Supplied passage:
# [SOLVED] Can't move mkv files to a different folder



## hulivar (Dec 15, 2009)

I am having trouble with mkv files. Before you ask, yes I can play them fine with vlc media player. I also can delete them easily with a unlocker program. My problem is once an mkv file is on my computer I cannot move it. In case you are wondering this happens with every mkv file. They are not corrupt in any way. For some reason Windows Explorer decides to lock them up (when I use lock hunter it says that the mkv file is in use by Windows Explorer). I have looked at a lot of tech forums but it's always people that need help deleting. The few that I have found where people need help moving them, there problem is always solved because they didn't realize their external hard drive had to be converted from FAT to NTFS. It seems no one has the answer to this. 

If this problem can't be solved this is my second question. What happens if I convert the mkv file to an avi or something else? Will it mess with the file at all? Will it erase the subtitles or something? I've heard an mkv file is special because it can store subtitles and lots of other things. I'm thinking if I can convert it to something else then it will allow me to move it around from folder to folder. Not really wanting to test it out on a file that took half a day to download heh. I suppose I could test it on a smaller mkv file but then I would not be sure if it would work with a larger one.

Any help is greatly appreciated


----------



## shawnpb (May 30, 2010)

*Re: Can't move mkv files to a different folder*

Are the MKV files opened by any programs like VLC?


----------



## hulivar (Dec 15, 2009)

*Re: Can't move mkv files to a different folder*

wow can't believe I figured this out. I finally found 1 help thread where someone suggested deleting DIVX from the computer. I did, and BAM IT UNLOCKS THEM FOR GOOD. Can transfer them to other folders, etc.

If you look around the internet most people offer very complicated fixes to this problem. Most of the time they say just offer an unlocker utility which does not help in moving the files because they lock back up if you don't delete them.

Anyway no it's not in use by vlc rofl...ty for the help though dude.

Hopefully more people see this because this has been buggen me for years.

There is a specific divx registry item you can delete to fix it but I opted for an uninstall.


----------



## Brewking (Feb 12, 2012)

Wow. This worked. I could not move or delete MKV files. After uninstalling the DIVX software, I can do what I like with them. Good work hulivar. This had me stumped for half a day.


----------



## Craddle (Jun 18, 2012)

Direction 1:
Translate this sentence from the mkv forum thread into Spanish: "I could not move or delete MKV files."
Direction 2:
Repeat, word for word, the stretch of the mkv forum thread that begins at the words that have "If you look" and stops after "for an uninstall.".
Direction 3:
Based on the mkv forum thread, is each statement true? Answer yes or no, and quote the words from the thread that decide it.
(a) Lock hunter reported that Windows Explorer had the mkv file in use.
(b) hulivar confirmed that VLC had the mkv files open.
(c) hulivar fixed the problem by deleting a specific divx registry item.

Dataset content:

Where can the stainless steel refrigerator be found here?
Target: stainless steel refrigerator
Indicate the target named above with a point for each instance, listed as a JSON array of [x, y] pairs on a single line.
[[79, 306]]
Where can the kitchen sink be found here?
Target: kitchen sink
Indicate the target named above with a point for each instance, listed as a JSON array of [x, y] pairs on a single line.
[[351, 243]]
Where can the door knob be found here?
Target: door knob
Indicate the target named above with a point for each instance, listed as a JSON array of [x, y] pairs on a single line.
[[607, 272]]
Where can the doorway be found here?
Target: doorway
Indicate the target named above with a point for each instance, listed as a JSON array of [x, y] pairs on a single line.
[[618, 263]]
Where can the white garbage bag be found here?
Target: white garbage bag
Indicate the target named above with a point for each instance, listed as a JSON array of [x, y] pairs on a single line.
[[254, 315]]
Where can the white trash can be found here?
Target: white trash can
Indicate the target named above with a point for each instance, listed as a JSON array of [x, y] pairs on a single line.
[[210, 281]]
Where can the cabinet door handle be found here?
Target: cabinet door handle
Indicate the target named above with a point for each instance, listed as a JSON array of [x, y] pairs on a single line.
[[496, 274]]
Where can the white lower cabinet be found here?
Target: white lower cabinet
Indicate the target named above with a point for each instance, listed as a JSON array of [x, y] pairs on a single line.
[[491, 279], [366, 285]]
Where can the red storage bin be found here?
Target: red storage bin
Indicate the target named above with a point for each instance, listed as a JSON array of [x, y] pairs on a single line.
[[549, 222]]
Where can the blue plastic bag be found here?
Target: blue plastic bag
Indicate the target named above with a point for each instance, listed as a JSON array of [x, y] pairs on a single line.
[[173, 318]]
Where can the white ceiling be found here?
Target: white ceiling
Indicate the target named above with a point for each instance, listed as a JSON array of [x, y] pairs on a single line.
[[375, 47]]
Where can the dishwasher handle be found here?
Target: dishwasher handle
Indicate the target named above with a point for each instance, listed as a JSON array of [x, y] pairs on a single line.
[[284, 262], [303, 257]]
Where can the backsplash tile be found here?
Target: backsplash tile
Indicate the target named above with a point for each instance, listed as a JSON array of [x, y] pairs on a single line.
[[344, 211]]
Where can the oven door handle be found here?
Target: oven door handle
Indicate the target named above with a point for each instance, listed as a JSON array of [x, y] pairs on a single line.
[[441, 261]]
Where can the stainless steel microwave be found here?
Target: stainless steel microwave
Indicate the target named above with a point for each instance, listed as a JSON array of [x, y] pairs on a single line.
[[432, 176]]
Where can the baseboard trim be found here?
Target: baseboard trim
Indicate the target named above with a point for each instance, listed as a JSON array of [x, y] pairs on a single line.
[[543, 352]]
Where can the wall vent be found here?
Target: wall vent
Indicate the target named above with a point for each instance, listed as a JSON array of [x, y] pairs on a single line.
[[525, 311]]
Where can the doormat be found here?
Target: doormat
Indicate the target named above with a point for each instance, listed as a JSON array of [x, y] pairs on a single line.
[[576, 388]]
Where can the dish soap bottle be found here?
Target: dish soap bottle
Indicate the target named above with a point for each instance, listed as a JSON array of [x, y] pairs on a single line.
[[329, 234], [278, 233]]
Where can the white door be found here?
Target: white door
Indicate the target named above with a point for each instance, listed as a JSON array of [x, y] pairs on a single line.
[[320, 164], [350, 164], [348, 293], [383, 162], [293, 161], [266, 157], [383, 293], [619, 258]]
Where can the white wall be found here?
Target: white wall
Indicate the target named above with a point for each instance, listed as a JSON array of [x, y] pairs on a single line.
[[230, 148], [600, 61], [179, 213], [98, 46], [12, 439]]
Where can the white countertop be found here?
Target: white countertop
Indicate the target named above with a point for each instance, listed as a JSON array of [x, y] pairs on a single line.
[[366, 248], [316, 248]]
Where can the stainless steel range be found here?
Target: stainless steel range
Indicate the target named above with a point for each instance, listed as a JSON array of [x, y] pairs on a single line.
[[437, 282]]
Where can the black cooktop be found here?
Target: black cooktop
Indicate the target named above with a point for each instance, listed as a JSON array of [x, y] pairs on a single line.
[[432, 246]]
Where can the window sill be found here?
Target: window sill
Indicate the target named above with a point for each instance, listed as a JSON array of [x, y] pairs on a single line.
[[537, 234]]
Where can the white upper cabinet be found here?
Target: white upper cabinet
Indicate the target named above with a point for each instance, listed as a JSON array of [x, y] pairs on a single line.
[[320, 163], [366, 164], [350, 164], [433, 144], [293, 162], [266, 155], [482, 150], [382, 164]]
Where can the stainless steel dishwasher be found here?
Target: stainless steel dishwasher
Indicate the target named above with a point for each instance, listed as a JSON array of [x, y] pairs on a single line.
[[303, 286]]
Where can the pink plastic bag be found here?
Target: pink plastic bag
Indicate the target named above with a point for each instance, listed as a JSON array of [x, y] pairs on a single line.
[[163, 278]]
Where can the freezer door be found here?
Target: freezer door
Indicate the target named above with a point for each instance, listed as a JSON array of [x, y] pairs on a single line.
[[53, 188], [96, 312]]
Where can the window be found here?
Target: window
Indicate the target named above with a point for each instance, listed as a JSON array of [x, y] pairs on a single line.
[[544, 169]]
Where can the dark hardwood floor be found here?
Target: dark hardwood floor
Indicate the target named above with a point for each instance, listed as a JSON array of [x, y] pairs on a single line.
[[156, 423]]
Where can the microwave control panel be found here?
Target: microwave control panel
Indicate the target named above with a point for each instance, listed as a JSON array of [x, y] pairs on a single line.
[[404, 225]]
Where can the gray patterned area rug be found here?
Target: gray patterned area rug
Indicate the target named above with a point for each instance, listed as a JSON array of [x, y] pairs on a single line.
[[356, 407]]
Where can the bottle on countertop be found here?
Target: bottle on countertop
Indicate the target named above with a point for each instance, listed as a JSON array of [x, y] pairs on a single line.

Exercise solution 1:
No podía mover ni eliminar archivos MKV.

Exercise solution 2:
If you look around the internet most people offer very complicated fixes to this problem. Most of the time they say just offer an unlocker utility which does not help in moving the files because they lock back up if you don't delete them.

Anyway no it's not in use by vlc rofl...ty for the help though dude.

Hopefully more people see this because this has been buggen me for years.

There is a specific divx registry item you can delete to fix it but I opted for an uninstall.

Exercise solution 3:
(a) Yes: "when I use lock hunter it says that the mkv file is in use by Windows Explorer"
(b) No: "Anyway no it's not in use by vlc"
(c) No: "There is a specific divx registry item you can delete to fix it but I opted for an uninstall."